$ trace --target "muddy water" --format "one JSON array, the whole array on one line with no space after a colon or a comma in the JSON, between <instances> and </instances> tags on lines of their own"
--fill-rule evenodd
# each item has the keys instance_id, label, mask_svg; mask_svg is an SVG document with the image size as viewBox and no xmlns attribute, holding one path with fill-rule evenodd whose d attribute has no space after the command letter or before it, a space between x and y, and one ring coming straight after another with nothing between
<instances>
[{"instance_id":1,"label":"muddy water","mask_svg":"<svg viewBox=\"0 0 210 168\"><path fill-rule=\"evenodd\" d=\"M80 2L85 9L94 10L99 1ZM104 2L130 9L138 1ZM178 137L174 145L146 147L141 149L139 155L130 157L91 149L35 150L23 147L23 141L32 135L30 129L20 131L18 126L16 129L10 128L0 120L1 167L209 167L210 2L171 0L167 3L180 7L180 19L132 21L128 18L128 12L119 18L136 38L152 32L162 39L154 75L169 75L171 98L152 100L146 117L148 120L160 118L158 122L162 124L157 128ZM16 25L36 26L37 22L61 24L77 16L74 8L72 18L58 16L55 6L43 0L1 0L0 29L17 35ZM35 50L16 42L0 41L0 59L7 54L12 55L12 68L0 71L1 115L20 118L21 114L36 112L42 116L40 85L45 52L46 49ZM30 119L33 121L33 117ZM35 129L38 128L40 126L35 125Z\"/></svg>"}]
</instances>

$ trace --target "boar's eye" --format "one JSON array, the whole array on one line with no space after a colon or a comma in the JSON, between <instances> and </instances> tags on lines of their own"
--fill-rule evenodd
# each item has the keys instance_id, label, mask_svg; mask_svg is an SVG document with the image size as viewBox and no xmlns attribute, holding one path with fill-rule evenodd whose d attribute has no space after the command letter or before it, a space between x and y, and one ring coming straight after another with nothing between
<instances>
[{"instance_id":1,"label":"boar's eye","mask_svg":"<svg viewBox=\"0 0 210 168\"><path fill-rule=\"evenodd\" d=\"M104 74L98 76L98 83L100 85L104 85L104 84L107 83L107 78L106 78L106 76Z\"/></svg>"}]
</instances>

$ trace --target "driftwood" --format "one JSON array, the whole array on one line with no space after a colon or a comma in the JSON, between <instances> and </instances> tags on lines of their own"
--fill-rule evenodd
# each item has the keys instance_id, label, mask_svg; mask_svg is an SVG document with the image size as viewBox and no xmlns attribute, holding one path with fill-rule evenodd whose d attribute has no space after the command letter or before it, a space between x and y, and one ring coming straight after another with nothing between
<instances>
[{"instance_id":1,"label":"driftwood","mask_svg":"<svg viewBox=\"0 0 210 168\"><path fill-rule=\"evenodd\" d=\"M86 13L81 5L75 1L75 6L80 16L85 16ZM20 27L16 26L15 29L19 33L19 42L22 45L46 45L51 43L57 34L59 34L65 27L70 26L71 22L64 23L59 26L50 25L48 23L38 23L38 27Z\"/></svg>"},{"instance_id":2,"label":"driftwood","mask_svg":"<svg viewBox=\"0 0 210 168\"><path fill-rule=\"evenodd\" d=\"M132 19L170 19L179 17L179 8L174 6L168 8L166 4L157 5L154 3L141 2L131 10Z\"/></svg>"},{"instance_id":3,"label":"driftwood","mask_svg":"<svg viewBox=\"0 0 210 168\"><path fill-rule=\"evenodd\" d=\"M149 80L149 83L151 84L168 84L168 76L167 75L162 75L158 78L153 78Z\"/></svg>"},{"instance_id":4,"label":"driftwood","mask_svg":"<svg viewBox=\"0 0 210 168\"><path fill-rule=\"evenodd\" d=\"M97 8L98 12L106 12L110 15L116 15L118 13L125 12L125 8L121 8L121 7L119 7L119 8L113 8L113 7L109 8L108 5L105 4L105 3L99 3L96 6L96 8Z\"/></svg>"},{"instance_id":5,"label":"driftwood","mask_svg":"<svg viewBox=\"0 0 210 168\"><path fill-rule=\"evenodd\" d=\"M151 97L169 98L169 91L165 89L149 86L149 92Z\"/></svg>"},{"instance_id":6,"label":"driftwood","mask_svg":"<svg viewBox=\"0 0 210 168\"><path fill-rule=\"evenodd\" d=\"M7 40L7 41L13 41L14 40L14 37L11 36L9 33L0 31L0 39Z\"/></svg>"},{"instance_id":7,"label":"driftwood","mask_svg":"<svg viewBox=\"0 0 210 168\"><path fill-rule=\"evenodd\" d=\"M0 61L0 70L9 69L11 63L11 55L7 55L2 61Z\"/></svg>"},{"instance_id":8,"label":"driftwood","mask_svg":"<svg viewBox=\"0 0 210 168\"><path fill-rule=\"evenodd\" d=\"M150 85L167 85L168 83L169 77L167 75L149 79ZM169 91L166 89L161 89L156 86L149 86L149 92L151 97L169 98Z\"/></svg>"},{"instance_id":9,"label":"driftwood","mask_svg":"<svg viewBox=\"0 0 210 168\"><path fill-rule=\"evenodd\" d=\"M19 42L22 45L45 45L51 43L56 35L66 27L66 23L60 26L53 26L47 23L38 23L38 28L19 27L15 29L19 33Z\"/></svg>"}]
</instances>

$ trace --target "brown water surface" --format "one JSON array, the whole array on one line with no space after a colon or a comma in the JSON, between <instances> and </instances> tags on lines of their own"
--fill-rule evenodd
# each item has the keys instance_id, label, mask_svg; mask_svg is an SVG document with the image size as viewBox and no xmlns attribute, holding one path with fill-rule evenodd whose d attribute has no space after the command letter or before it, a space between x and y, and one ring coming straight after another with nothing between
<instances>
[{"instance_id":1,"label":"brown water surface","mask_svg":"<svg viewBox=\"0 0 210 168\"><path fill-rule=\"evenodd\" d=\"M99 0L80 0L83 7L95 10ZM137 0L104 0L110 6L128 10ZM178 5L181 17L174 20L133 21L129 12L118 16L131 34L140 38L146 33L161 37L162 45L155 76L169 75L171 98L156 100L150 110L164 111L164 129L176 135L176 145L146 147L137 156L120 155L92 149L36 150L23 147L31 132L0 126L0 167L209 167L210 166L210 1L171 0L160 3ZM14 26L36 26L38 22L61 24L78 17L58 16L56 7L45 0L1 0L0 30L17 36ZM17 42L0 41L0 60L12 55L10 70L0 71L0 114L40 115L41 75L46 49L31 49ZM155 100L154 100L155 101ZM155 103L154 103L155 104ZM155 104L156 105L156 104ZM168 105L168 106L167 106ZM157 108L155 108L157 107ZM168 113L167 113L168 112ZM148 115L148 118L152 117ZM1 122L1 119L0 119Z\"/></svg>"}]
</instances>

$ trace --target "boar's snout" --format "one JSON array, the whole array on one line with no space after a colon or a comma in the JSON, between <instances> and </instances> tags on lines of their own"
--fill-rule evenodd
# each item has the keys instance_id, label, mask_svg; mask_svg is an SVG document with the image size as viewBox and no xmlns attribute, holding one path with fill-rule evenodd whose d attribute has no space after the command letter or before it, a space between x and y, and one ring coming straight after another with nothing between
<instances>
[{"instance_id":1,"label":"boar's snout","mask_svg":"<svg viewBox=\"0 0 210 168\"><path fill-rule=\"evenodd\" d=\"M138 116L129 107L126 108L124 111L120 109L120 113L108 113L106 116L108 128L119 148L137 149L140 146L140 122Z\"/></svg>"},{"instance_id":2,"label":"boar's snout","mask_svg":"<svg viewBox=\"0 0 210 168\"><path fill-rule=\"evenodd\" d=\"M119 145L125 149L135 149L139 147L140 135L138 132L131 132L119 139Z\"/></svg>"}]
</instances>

* **Task brief**
Give every record again, exactly as it reads.

* **Result of the exercise**
$ trace --target "muddy water" --format "one JSON array, the whole array on one line with no space after a colon or a comma in the JSON, between <instances> and </instances> tags on lines of their own"
--fill-rule evenodd
# each item has the keys instance_id, label, mask_svg; mask_svg is an SVG document with the image size as viewBox and no xmlns attribute, holding one path with fill-rule evenodd whose d attribute has no space after the command letter or before it, a space between x and y, and one ring coming straight after another with nothing between
<instances>
[{"instance_id":1,"label":"muddy water","mask_svg":"<svg viewBox=\"0 0 210 168\"><path fill-rule=\"evenodd\" d=\"M80 2L85 9L94 10L99 1ZM104 2L130 9L138 1ZM178 137L174 145L146 147L141 149L139 155L130 157L91 149L35 150L23 147L23 141L32 135L30 129L20 131L18 126L16 129L10 128L0 120L1 167L209 167L210 2L171 0L167 3L180 7L180 19L132 21L128 18L128 12L119 18L136 38L152 32L162 39L154 75L169 75L171 98L152 100L146 117L148 120L160 118L158 122L162 124L157 128ZM16 25L36 26L37 22L61 24L77 16L74 8L72 18L58 16L55 6L43 0L1 0L0 29L17 35ZM35 50L16 42L0 41L0 59L7 54L12 55L12 68L0 71L1 115L20 118L21 114L36 112L42 116L40 85L45 52L46 49ZM30 119L33 121L33 117ZM35 129L38 128L40 126L35 125Z\"/></svg>"}]
</instances>

$ trace --target "boar's eye" --format "one JSON array, the whole array on one line with no space after a colon or a comma in the JSON, between <instances> and </instances> tags on lines of their own"
--fill-rule evenodd
# each item has the keys instance_id, label, mask_svg; mask_svg is an SVG document with the image size as viewBox and no xmlns attribute, holding one path with fill-rule evenodd whose d attribute has no space after the command letter or before it, a space between x and y, and one ring coming straight after another with nothing between
<instances>
[{"instance_id":1,"label":"boar's eye","mask_svg":"<svg viewBox=\"0 0 210 168\"><path fill-rule=\"evenodd\" d=\"M104 74L98 76L98 83L100 85L104 85L104 84L107 83L107 78L106 78L106 76Z\"/></svg>"}]
</instances>

$ trace --target "driftwood" --format "one JSON array, the whole array on one line with no space after a colon or a comma in the JSON, between <instances> and </instances> tags on lines of their own"
--fill-rule evenodd
# each item has the keys instance_id, label, mask_svg; mask_svg is an SVG document with the image size as viewBox and no xmlns attribute, holding one path with fill-rule evenodd whose d attribute has no space after the command letter or before it, a space between x and y, and one ring coming straight after another with nothing between
<instances>
[{"instance_id":1,"label":"driftwood","mask_svg":"<svg viewBox=\"0 0 210 168\"><path fill-rule=\"evenodd\" d=\"M86 13L81 5L75 1L75 6L80 16L85 16ZM20 27L16 26L15 29L19 33L19 42L22 45L46 45L51 43L57 34L59 34L65 27L70 26L71 22L64 23L59 26L50 25L48 23L38 23L38 27Z\"/></svg>"},{"instance_id":2,"label":"driftwood","mask_svg":"<svg viewBox=\"0 0 210 168\"><path fill-rule=\"evenodd\" d=\"M132 19L170 19L179 17L179 8L174 6L168 8L166 4L157 5L154 3L141 2L131 10Z\"/></svg>"},{"instance_id":3,"label":"driftwood","mask_svg":"<svg viewBox=\"0 0 210 168\"><path fill-rule=\"evenodd\" d=\"M149 80L149 83L151 84L168 84L168 76L167 75L162 75L158 78L153 78Z\"/></svg>"},{"instance_id":4,"label":"driftwood","mask_svg":"<svg viewBox=\"0 0 210 168\"><path fill-rule=\"evenodd\" d=\"M97 8L98 12L106 12L110 15L116 15L118 13L125 12L125 8L121 8L121 7L119 7L119 8L113 8L113 7L109 8L108 5L105 4L105 3L99 3L96 6L96 8Z\"/></svg>"},{"instance_id":5,"label":"driftwood","mask_svg":"<svg viewBox=\"0 0 210 168\"><path fill-rule=\"evenodd\" d=\"M151 97L169 98L169 91L165 89L149 86L149 92Z\"/></svg>"},{"instance_id":6,"label":"driftwood","mask_svg":"<svg viewBox=\"0 0 210 168\"><path fill-rule=\"evenodd\" d=\"M7 40L7 41L13 41L14 40L14 37L11 36L9 33L0 31L0 39Z\"/></svg>"},{"instance_id":7,"label":"driftwood","mask_svg":"<svg viewBox=\"0 0 210 168\"><path fill-rule=\"evenodd\" d=\"M0 61L0 70L9 69L11 63L11 55L7 55L2 61Z\"/></svg>"},{"instance_id":8,"label":"driftwood","mask_svg":"<svg viewBox=\"0 0 210 168\"><path fill-rule=\"evenodd\" d=\"M150 85L167 85L168 83L169 77L167 75L149 79ZM169 91L166 89L161 89L156 86L149 86L149 92L151 97L169 98Z\"/></svg>"},{"instance_id":9,"label":"driftwood","mask_svg":"<svg viewBox=\"0 0 210 168\"><path fill-rule=\"evenodd\" d=\"M19 42L22 45L45 45L51 43L56 35L66 27L66 23L60 26L53 26L47 23L38 23L38 28L19 27L15 29L19 33Z\"/></svg>"}]
</instances>

$ trace --target "brown water surface" --format "one JSON array, the whole array on one line with no space after a colon or a comma in the JSON, between <instances> and </instances> tags on lines of their own"
--fill-rule evenodd
# each item has the keys instance_id, label, mask_svg; mask_svg is an SVG document with the image size as viewBox and no xmlns attribute, holding one path with fill-rule evenodd whose d attribute has no space after the command letter or before it, a space between x and y, and one ring coming straight after another with nothing between
<instances>
[{"instance_id":1,"label":"brown water surface","mask_svg":"<svg viewBox=\"0 0 210 168\"><path fill-rule=\"evenodd\" d=\"M99 0L80 0L83 7L95 10ZM137 0L104 0L110 6L128 10ZM178 5L181 17L174 20L133 21L129 12L118 16L131 34L140 38L146 33L161 37L162 45L155 76L169 75L171 98L156 100L150 110L164 111L164 129L176 135L176 145L146 147L137 156L120 155L92 149L36 150L23 147L31 132L0 126L0 167L209 167L210 166L210 1L171 0L160 3ZM14 26L36 26L38 22L61 24L78 17L58 16L56 7L45 0L1 0L0 30L17 36ZM17 42L0 41L0 60L12 55L10 70L0 71L0 114L40 115L41 75L46 49L31 49ZM155 100L154 100L155 101ZM155 103L154 103L155 104ZM155 104L156 105L156 104ZM168 105L168 106L167 106ZM157 108L155 108L157 107ZM168 113L167 113L168 112ZM148 115L148 118L152 117ZM1 122L1 119L0 119Z\"/></svg>"}]
</instances>

$ trace --target "boar's snout" --format "one JSON array, the whole array on one line with no space after a colon or a comma in the JSON, between <instances> and </instances> tags on lines of their own"
--fill-rule evenodd
# each item has the keys instance_id, label, mask_svg; mask_svg is an SVG document with the image size as viewBox and no xmlns attribute, holding one path with fill-rule evenodd whose d attribute has no space after the command letter or before it, a space between x and y, and one ring coming straight after another with nothing between
<instances>
[{"instance_id":1,"label":"boar's snout","mask_svg":"<svg viewBox=\"0 0 210 168\"><path fill-rule=\"evenodd\" d=\"M138 116L129 107L126 108L124 111L120 109L120 113L108 113L106 116L108 128L119 148L137 149L140 146L140 122Z\"/></svg>"},{"instance_id":2,"label":"boar's snout","mask_svg":"<svg viewBox=\"0 0 210 168\"><path fill-rule=\"evenodd\" d=\"M119 145L125 149L135 149L139 147L140 135L138 132L131 132L119 139Z\"/></svg>"}]
</instances>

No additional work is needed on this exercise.